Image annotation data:
------------------------------------------------
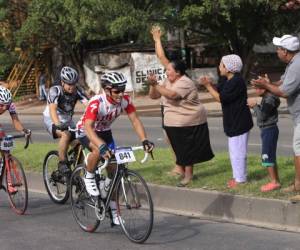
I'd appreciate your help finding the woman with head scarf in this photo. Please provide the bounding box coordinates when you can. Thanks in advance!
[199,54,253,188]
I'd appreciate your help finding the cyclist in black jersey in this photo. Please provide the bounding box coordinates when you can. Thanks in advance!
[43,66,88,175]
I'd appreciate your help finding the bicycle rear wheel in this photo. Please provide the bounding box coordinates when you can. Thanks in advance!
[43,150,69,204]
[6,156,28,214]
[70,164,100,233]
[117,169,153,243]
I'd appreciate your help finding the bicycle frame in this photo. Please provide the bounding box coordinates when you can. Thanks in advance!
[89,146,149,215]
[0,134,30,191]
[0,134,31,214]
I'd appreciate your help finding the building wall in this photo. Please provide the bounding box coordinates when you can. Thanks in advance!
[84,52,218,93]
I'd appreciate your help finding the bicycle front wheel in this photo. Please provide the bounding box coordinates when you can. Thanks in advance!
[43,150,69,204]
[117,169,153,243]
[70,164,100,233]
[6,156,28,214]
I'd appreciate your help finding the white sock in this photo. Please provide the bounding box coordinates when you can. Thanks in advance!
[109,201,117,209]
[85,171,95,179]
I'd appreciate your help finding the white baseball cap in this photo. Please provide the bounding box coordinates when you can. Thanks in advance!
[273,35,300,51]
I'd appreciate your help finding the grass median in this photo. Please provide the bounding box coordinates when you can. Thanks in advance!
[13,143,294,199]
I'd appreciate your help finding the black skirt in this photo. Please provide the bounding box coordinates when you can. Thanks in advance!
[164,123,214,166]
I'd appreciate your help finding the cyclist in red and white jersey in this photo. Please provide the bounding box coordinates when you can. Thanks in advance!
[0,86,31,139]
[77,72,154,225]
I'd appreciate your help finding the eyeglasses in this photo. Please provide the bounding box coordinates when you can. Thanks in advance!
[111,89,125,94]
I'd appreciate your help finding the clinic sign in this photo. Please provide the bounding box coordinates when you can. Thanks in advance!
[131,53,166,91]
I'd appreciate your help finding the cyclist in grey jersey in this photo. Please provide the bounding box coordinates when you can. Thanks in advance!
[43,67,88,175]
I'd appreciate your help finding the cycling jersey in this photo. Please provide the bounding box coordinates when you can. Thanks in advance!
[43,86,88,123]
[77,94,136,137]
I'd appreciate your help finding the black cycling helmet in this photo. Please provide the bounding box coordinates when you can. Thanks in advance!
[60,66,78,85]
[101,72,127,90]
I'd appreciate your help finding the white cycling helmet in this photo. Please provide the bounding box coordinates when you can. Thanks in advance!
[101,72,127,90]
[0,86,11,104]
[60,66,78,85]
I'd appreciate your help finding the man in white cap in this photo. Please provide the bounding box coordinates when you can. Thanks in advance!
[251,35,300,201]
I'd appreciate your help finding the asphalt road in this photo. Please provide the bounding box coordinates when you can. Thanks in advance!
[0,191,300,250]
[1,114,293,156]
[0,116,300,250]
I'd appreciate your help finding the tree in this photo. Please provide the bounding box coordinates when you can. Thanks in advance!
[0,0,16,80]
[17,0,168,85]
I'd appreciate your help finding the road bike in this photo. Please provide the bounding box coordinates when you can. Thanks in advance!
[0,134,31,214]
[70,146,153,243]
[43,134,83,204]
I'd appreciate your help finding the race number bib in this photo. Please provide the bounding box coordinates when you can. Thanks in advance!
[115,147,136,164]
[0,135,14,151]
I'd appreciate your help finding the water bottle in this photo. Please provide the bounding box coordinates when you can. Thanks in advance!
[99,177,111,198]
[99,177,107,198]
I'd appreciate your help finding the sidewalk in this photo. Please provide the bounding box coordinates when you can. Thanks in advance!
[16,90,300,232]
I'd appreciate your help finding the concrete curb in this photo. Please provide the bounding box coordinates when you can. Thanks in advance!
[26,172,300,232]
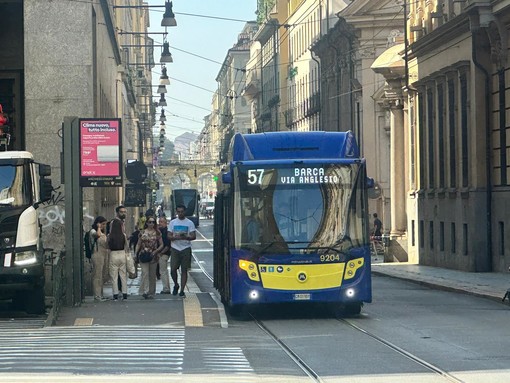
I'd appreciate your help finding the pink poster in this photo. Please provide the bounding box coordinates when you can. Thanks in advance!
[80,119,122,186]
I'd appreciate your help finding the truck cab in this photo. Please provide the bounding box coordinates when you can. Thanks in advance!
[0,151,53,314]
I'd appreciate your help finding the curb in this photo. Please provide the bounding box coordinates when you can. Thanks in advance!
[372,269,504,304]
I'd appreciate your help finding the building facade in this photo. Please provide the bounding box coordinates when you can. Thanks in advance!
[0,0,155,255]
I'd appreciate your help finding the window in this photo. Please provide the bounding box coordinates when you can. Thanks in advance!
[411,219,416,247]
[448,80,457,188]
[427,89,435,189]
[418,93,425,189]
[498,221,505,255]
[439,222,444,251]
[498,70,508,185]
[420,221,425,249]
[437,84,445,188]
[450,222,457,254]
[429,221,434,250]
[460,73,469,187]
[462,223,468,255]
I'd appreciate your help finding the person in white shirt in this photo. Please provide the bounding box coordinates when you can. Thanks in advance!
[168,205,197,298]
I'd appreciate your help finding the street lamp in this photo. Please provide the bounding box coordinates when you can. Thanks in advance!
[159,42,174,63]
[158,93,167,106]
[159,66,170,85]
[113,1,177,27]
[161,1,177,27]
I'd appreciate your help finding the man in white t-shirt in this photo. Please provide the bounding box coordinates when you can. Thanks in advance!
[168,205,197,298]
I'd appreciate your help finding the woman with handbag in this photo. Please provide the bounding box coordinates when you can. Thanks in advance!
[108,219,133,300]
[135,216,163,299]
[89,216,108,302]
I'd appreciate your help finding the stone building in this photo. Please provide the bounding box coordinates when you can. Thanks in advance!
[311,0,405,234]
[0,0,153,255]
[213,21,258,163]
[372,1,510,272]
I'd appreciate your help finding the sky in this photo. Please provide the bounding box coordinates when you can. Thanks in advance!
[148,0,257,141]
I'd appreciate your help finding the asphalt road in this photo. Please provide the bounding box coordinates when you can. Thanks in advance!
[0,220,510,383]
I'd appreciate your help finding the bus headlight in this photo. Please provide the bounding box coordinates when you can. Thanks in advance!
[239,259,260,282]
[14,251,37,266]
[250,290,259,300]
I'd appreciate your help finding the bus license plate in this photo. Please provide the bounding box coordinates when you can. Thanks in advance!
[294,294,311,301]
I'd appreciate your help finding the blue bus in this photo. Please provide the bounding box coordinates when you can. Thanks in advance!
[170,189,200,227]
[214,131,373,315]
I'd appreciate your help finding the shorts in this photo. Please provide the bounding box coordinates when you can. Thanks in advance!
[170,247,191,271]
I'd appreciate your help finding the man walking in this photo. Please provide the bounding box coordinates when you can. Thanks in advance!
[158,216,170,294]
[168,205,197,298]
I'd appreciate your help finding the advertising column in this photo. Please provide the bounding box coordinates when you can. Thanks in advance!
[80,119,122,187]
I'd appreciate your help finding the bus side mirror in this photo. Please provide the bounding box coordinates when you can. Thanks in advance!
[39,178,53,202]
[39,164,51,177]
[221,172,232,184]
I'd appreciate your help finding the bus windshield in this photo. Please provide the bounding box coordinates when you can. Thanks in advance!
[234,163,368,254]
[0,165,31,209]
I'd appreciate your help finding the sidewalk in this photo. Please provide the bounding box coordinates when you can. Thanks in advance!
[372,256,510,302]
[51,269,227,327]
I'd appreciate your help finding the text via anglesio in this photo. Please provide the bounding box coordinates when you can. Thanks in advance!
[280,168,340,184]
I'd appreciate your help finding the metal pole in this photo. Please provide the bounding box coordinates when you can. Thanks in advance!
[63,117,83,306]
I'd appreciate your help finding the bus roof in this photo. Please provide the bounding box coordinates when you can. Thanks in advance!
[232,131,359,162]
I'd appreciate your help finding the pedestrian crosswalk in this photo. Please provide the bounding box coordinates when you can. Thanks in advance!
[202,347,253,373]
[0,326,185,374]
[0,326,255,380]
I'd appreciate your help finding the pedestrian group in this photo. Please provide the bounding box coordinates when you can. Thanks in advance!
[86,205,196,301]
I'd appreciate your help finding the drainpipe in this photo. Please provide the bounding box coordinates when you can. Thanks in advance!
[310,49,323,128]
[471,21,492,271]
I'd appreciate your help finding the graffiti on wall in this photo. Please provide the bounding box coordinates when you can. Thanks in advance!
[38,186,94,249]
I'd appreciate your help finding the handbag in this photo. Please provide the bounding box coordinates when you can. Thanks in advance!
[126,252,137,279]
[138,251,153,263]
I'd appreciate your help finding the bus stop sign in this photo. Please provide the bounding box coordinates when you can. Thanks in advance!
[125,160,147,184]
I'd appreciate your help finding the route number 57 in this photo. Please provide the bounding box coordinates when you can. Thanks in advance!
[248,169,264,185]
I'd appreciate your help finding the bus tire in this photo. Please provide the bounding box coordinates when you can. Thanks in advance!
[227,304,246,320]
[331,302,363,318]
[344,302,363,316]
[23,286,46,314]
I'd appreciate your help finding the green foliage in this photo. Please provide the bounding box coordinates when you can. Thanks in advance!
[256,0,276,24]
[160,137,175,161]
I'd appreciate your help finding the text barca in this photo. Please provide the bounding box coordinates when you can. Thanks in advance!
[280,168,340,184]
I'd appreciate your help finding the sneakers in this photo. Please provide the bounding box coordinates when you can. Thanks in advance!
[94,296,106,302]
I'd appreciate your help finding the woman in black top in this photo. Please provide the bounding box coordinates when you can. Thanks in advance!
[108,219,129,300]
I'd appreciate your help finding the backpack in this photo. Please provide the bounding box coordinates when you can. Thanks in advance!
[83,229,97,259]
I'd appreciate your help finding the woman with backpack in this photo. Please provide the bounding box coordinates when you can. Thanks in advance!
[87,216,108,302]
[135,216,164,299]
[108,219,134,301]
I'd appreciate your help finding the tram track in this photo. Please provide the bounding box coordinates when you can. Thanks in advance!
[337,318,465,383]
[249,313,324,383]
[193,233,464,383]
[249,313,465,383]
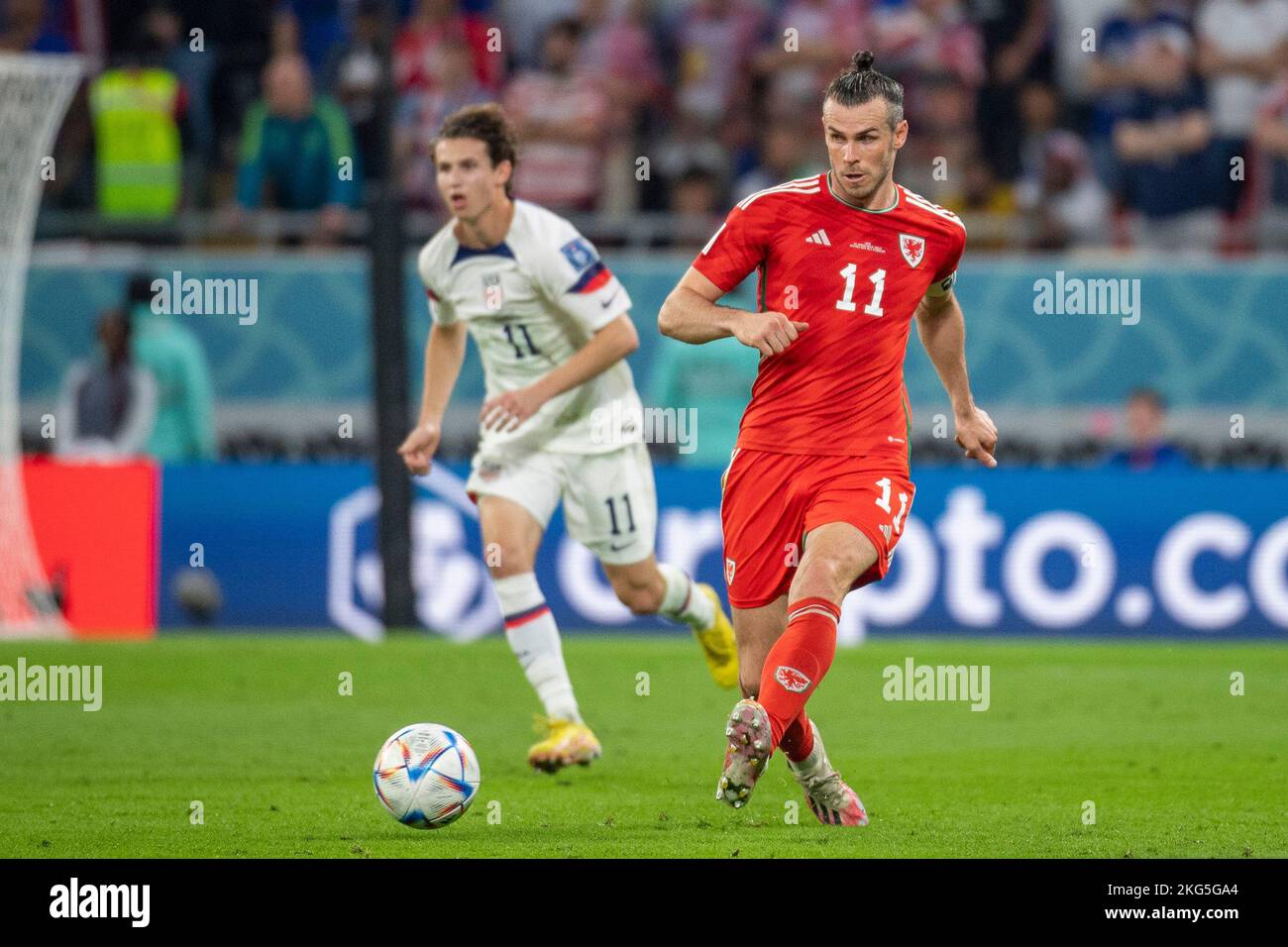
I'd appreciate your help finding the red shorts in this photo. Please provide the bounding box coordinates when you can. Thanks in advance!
------------------------------------------------
> **WHAT YOU SHOULD DO**: Copy the lines of the listing verbatim, from its first line through the line containing "[13,143,294,199]", inclusive. Omit the pictures.

> **WRITTEN ANSWER**:
I'd appreciate your help finding the woman with head scarf in this photo. Please provide the bounding box coordinates when you can. Thanks in advance!
[199,54,253,188]
I'd appreciate your help finding the cyclist in black jersey in this photo. Please provide the bounding box coordinates when you can. Thanks in advance!
[43,66,88,175]
I'd appreciate your help finding the bicycle rear wheel in this photo. Please provide the bounding box coordinates when you can. Thanks in advance!
[43,150,69,204]
[6,156,28,214]
[70,164,100,233]
[117,169,153,243]
I'd appreciate your help finding the bicycle frame in this photo. Please provide the bounding box coordinates when you can. Thanks in advance!
[89,146,149,215]
[0,134,30,191]
[0,134,31,214]
I'd appreciate your help finding the building wall in this photo. Please provide the bounding box coordinates when you can. Thanks in advance!
[84,52,218,93]
I'd appreciate your help finding the bicycle front wheel in this photo. Please provide the bounding box coordinates when you can. Thanks in advance!
[43,150,69,204]
[117,169,153,243]
[70,164,100,233]
[6,156,28,214]
I'd appreciate your help finding the white sock in this photo. Please provide the bounding box coordinates when you can. Thanks in advance!
[109,201,117,209]
[85,171,95,179]
I'd appreciate your help finding the white baseball cap in this photo. Please provide the bounding box coordinates when you can. Thanks in advance!
[273,35,300,51]
I'd appreciate your help finding the grass median in this photo. Please provide the bounding box coordinates when you can. Thanks in advance!
[13,143,294,199]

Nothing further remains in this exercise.